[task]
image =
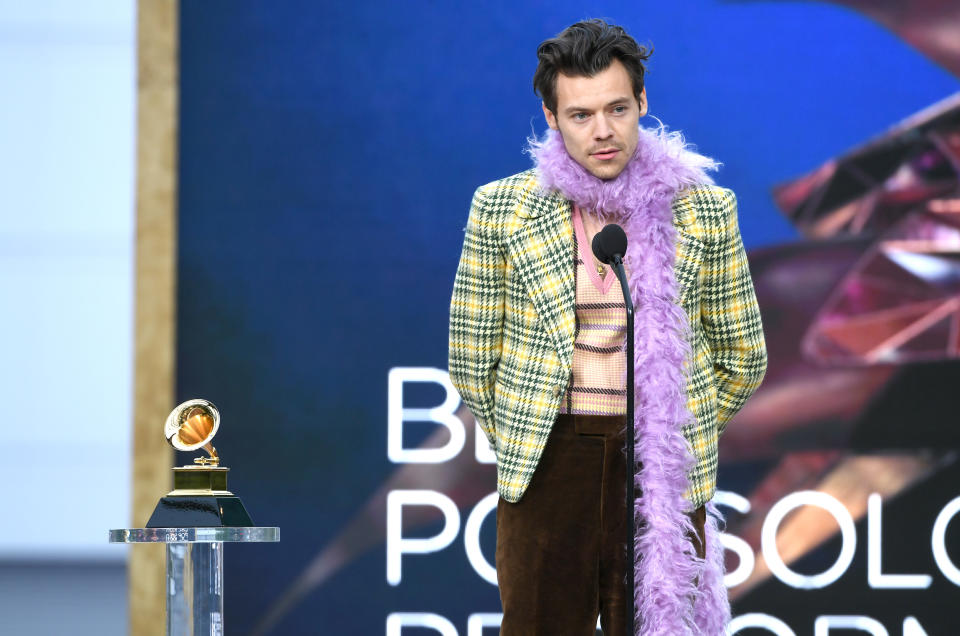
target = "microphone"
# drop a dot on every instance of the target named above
(610, 244)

* Exercise aim *
Write out all of the data above again line for line, but move every coordinate in the answers by -48 and omit the pictures.

* Exercise result *
[task]
image =
target = "microphone"
# drop a dot on every instance of the target named above
(562, 196)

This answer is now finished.